Exercise requirements: Retype each of the rows below word for word, keeping them in their original order.

Data shown:
------------------------------------------------
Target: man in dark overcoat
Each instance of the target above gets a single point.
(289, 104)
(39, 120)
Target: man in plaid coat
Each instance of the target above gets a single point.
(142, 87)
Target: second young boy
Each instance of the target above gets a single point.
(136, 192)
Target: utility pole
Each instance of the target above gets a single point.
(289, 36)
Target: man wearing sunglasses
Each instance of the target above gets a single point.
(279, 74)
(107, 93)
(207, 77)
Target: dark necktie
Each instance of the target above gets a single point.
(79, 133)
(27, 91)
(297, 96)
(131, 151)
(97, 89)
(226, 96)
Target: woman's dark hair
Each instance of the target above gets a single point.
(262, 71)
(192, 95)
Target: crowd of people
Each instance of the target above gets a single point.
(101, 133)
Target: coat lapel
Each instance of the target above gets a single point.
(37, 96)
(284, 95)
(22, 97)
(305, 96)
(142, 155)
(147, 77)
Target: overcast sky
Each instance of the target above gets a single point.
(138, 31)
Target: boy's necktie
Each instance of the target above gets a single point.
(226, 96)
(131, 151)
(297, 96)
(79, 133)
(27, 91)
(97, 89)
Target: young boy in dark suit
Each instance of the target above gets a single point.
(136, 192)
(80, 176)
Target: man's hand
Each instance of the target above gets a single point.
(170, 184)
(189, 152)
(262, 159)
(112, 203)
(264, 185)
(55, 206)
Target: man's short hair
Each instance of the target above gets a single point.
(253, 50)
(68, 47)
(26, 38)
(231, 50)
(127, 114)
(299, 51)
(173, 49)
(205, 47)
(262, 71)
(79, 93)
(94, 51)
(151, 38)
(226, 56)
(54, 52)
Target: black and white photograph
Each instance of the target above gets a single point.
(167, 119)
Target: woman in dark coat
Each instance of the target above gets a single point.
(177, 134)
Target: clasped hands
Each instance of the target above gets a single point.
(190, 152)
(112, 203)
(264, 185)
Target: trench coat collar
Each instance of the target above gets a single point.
------------------------------------------------
Exercise output:
Target: man in dark overcoat
Each instance of the target above gets a single point.
(289, 104)
(39, 120)
Target: man in plaid coat
Each instance of the target above gets a single point.
(142, 87)
Target: second young boy
Each instance of the target above gets a single point.
(136, 192)
Target: utility pole
Each instance of the target above gets a single point.
(289, 36)
Target: man wearing sunglasses
Each instance of the target above gets a single point.
(279, 74)
(107, 93)
(207, 77)
Target: dark necktie
Each instance of the target above gets a single point.
(79, 133)
(27, 91)
(297, 96)
(131, 151)
(97, 89)
(226, 96)
Target: woman's dark hair
Each instance of the target above gets a single point.
(262, 71)
(192, 95)
Target: crowd of people
Each instance of the target above gets a single point.
(101, 133)
Target: coat lapel
Each instance of the target above gets a single point.
(37, 96)
(284, 95)
(22, 97)
(305, 96)
(142, 155)
(147, 77)
Target: overcast sky
Each instance of the target above gets a single point.
(138, 31)
Target: boy's necktie
Each instance of the target above gets a single point.
(226, 96)
(131, 151)
(297, 96)
(79, 133)
(27, 91)
(97, 89)
Target: young boy in dark suit
Each instance of the target above gets a single point.
(136, 192)
(80, 176)
Target: man's hand
Each instance of the target above gets a single point.
(170, 184)
(189, 152)
(262, 159)
(112, 203)
(264, 185)
(55, 206)
Target: man's short hair
Each instance of the target above gets a single point.
(253, 50)
(68, 47)
(26, 38)
(231, 50)
(127, 114)
(299, 51)
(173, 49)
(205, 47)
(262, 71)
(79, 93)
(94, 51)
(151, 38)
(226, 56)
(54, 52)
Target: black and white photograph
Each instance of the target above gets a single point.
(167, 119)
Target: woman in dark coat
Each instance of the target above gets a single point.
(177, 134)
Target: clasped hands
Each instance of the target above gets a single point.
(190, 152)
(112, 203)
(264, 185)
Target: trench coat collar
Each instance of the target above gets a single point.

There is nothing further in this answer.